A word-for-word restatement of the data is what is needed.

==== SOURCE MATERIAL ====

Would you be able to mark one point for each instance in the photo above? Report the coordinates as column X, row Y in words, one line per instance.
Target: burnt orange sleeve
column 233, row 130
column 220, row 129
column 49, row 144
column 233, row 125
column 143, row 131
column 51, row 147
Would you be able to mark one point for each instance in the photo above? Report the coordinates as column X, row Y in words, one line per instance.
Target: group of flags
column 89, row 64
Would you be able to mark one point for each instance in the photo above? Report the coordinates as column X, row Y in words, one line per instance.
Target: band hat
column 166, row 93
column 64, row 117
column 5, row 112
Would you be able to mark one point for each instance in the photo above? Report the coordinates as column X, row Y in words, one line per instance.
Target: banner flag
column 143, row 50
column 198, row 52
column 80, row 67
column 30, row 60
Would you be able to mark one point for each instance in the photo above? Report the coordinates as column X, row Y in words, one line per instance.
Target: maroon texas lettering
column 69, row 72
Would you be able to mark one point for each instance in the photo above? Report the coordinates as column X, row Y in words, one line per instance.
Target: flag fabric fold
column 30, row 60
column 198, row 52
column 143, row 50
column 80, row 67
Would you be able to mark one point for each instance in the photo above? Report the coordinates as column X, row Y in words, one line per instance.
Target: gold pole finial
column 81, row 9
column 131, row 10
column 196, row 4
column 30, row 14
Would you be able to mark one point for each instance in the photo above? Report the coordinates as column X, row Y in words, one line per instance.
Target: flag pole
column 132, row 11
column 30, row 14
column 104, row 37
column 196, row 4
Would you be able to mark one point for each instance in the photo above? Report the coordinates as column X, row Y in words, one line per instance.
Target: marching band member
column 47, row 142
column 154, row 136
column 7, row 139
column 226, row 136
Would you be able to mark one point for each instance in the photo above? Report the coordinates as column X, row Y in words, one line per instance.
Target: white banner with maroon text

====

■ **EXERCISE RESPONSE**
Would you be able to mark one point for each instance in the photo above? Report the coordinates as column X, row Y in words, one line per instance.
Target: burnt orange sleeve
column 233, row 130
column 220, row 129
column 49, row 144
column 233, row 125
column 143, row 131
column 51, row 147
Would you be able to mark one point for each instance in the photo above? Report the coordinates as column X, row Y in words, one line per instance.
Target: group of flags
column 89, row 64
Would you be able to mark one point for each instance in the photo above? Report the coordinates as column X, row Y in words, one line per instance.
Target: band hat
column 166, row 93
column 64, row 117
column 5, row 112
Would you be able to mark one point for each instance in the photo above? Report the coordinates as column X, row Y in words, one line per instance.
Target: banner flag
column 143, row 50
column 198, row 52
column 80, row 67
column 30, row 60
Would you be able to mark one point for each instance in the photo above? Report the coordinates as column X, row Y in words, one line per instance.
Target: maroon texas lettering
column 69, row 72
Would you be able to mark one point for each instance in the photo above? Report the coordinates as column X, row Y in words, one line per instance.
Target: flag fabric fold
column 30, row 60
column 198, row 52
column 143, row 50
column 80, row 67
Would you be able to mark one point for each instance in the photo above? Report the coordinates as column X, row Y in words, one line per instance.
Target: gold pole finial
column 81, row 9
column 131, row 10
column 196, row 4
column 30, row 14
Would you be able to mark one point for each instance in the photo above? Report the coordinates as column X, row Y in words, one line per instance.
Target: flag pole
column 132, row 11
column 30, row 14
column 104, row 37
column 196, row 4
Would you be able to mark one point for each instance in the photo above? Report the coordinates as column X, row Y in words, one line per instance.
Target: marching band member
column 47, row 142
column 154, row 136
column 7, row 139
column 226, row 136
Would you be able to mark one point for each instance in the photo above? Report the coordinates as column X, row Y in words, one line per instance.
Target: white banner with maroon text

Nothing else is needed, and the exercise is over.